The challenger's evidence of undue influence included:

  • The policy owner was in poor physical health at the time he purportedly changed beneficiaries
  • The change was made shortly before his death in order to benefit a neighbor rather than a blood relative
  • The neighbor exerted some control over the policy owner's finances 

The court of appeals found this was enough evidence to at least raise an issue of undue influence sufficient to get to trial. 

Whether you are contesting or defending a life insurance designation, it is very important to retain experienced legal counsel as soon as possible in the process. 

US Supreme Court upholds state divorce revocation statute

Many states have laws providing that life insurance designations in favor of spouses are revoked automatically by a divorce.  The policy reasoning behind the laws is that many people simply fail to make a new designation after the divorce, but do not really want their ex-spouse to have the money.  For example, the owner of the policy may get remarried, have kids, and yet the money may still be designated to the ex-spouse by simple neglect. The state laws are designed to remedy this situation, while often providing that the ex-spouse can still receive the money if the divorce decree so provides or if there is a re designation of the ex spouse after the divorce.

These laws have been the subject of various challenges over the years.  Federal courts have consistently ruled that such laws are ineffective for ERISA policies, which include most policies obtained through an employer.  Or for military SGLI or VGLI policies. The reasoning is that federal plan administrators are obligated to pay the designated beneficiaries and state laws that attempt to interfere with the designations are preempted by federal law.

In  Sveen v. Melin the United State Supreme Court dealt with a different argument.  Mark Sveen and Kaye Melin were married in 1997 and Sveen purchased a life insurance policy, naming Melin as the primary beneficiary and designating his two children from a prior marriage as contingent beneficiaries. The Sveen–Melin marriage ended in 2007 and the divorce decree made no mention of the insurance policy.

----

From the passage on life insurance beneficiary designations, write out word for word the stretch from "The challenger's evidence" through "get to trial.".

Coordinate annotation listing
----

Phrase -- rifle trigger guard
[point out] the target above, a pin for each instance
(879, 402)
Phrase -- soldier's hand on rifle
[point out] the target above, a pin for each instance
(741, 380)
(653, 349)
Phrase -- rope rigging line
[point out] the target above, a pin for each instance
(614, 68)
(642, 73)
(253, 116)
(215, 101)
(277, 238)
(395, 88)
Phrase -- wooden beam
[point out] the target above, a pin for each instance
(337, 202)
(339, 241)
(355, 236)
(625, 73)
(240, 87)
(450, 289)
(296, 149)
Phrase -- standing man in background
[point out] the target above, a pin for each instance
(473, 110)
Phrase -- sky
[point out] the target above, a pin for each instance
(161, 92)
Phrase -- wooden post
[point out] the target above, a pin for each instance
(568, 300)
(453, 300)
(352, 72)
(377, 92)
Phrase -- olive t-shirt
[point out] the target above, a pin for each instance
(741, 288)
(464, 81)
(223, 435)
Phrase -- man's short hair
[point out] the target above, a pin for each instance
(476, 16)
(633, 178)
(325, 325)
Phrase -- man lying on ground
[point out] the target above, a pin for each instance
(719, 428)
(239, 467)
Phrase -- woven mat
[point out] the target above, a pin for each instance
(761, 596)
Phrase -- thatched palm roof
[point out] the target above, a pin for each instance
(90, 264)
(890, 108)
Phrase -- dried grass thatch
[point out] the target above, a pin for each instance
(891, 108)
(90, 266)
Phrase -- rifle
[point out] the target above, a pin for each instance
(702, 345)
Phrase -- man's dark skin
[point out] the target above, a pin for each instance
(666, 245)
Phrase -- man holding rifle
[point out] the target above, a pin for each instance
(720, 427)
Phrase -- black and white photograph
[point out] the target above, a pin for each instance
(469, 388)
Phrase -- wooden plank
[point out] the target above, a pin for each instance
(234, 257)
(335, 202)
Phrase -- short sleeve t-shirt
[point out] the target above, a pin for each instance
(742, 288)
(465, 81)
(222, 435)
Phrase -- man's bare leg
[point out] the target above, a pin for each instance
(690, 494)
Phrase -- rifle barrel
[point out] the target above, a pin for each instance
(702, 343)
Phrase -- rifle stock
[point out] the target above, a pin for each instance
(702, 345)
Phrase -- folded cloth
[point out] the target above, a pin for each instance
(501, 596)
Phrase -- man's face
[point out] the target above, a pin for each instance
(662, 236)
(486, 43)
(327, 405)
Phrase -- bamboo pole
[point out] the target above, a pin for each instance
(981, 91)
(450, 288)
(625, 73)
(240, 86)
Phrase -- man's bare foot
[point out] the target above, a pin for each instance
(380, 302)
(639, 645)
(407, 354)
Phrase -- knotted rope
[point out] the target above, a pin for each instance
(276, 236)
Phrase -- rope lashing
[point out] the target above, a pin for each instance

----

§ **THE OUTPUT**
The challenger's evidence of undue influence included:

  • The policy owner was in poor physical health at the time he purportedly changed beneficiaries
  • The change was made shortly before his death in order to benefit a neighbor rather than a blood relative
  • The neighbor exerted some control over the policy owner's finances 

The court of appeals found this was enough evidence to at least raise an issue of undue influence sufficient to get to trial.